## Prompt a:
In the rows below, retype word for word the stretch from the line containing "Per the caption, the pumpkin" through the end of the rows.

## Text passage:
■ ■ ■ ■ ■ ■ ■
Peaks, Valleys and wrong-turns - presenting time series data in analytics applications
There are many ways to fail when presenting time series data. I am going to start by assuming your data is clean and in order. This is, of course, non-trivial. This post focuses on the presentation issues.
1) Is your data smooth or jagged?
If the performance of what you are measuring is continuous (staffing levels, minutes) rather than episodic (sales $, calls, hits) then the sampled data should not be that jagged unless the sampling interval is too long or there is a step-function somewhere in how things are measured. If the data is episodic, the reverse can happen - too short a sample makes things very noisy/jagged.
2) Has the data already been smoothed?
Regressions, moving averages, or any type of curve fitting can alter the data significantly. Many tools allow zooming in on exact values. If you then apply any other aggregation to the data, what you present will be quite flawed.
3) Is the graph being used for identification of new issues or validation of trends? What decisions are being made with the graphs?
All visualization needs to be aligned to specific business processes - you must know what the intended use of the graph is to make sure the data and visualization support that decision. Often, process owners will not separate the key issue of outlier identification. As a result, when aggregated data are then graphed, the outliers become obscured. Both the drawing of the graph and then resizing for screen format changes how the data are displayed - Does the graph then support the intended business process?
4) Can business logic be substituted for the graph?
If the graph is showing queue wait time, can you instead show only the out of compliance times? Maybe a table with event start and duration might be more useful than a graph.
5) Can you test the effectiveness of the graph?
Is it effective? Do you have test data and subjects who can recognize the patterns the graph is intended to display?
In these examples, the graphs show the amount of water in a tank, measured every minute, summarized into 30 minute averages with a modest amount of smoothing. A water system fills the tank. The tank then empties when water is used or if there is a leak. The graphs are analyzed to understand overall system performance or sub-system performance - and to make sure there is enough water on hand.
Don't do this:
This takes continuous data (water level) which is collected each minute and then aggregated into 30 minute intervals then applies a smoothing algorithm to the data - a 6 hour moving average. Then the graph itself interpolates between the values to create the line. The graph above looks better than others without smoothing but can be misleading for some applications.
■ ■ ■ ■ ■ ■ ■
Excerpt from a data file
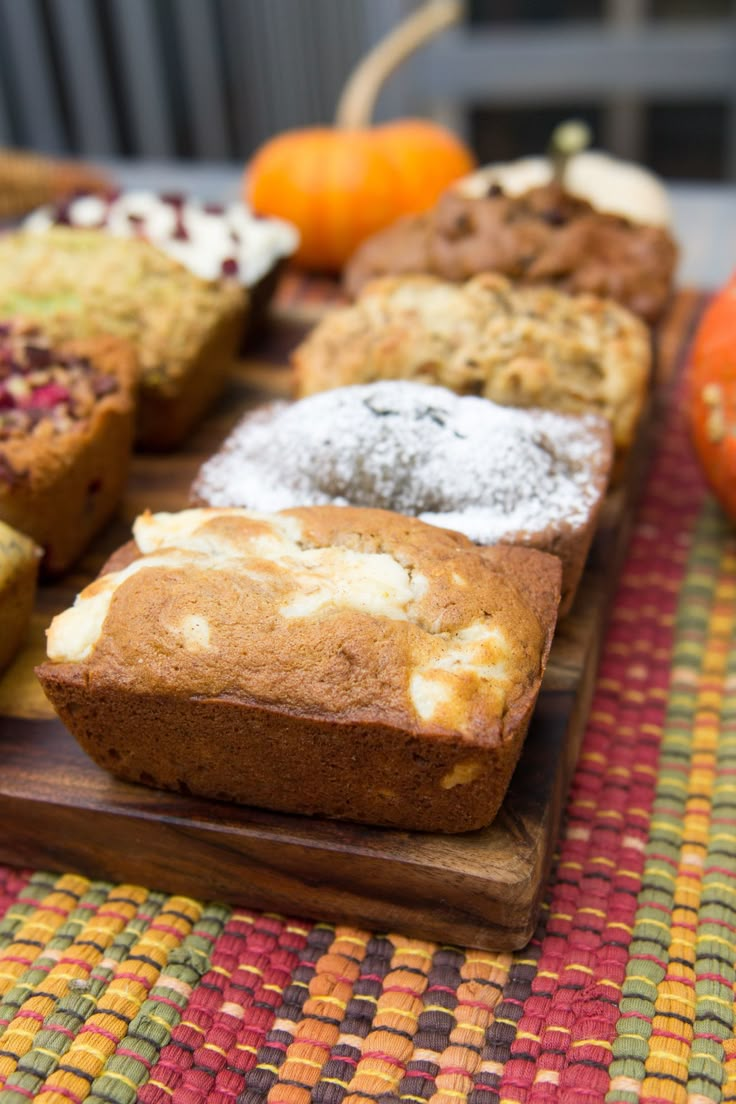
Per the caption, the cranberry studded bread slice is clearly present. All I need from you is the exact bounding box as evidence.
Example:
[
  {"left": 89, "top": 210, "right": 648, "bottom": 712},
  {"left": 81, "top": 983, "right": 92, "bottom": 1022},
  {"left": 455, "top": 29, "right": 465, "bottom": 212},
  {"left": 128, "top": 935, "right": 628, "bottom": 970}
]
[
  {"left": 192, "top": 380, "right": 612, "bottom": 616},
  {"left": 0, "top": 322, "right": 136, "bottom": 574},
  {"left": 0, "top": 521, "right": 41, "bottom": 671},
  {"left": 0, "top": 226, "right": 247, "bottom": 449},
  {"left": 38, "top": 507, "right": 559, "bottom": 831},
  {"left": 292, "top": 276, "right": 651, "bottom": 458}
]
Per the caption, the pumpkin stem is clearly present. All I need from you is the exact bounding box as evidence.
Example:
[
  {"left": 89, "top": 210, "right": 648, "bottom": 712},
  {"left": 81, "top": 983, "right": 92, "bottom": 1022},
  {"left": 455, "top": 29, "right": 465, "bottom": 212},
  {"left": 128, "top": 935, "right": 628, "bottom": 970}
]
■ ■ ■ ■ ■ ■ ■
## Prompt b:
Answer these questions using the text on time series data:
(i) How often is the amount of water in the tank measured?
(ii) What moving average does the smoothing algorithm apply to the data?
(iii) Under point 4, what might be more useful than a graph?

## Task result a:
Per the caption, the pumpkin stem is clearly present. All I need from you is the exact bounding box as evidence.
Example:
[
  {"left": 89, "top": 210, "right": 648, "bottom": 712},
  {"left": 81, "top": 983, "right": 92, "bottom": 1022},
  {"left": 455, "top": 29, "right": 465, "bottom": 212},
  {"left": 128, "top": 935, "right": 628, "bottom": 970}
]

## Task result b:
(i) Every minute.
(ii) A 6 hour moving average.
(iii) A table with event start and duration.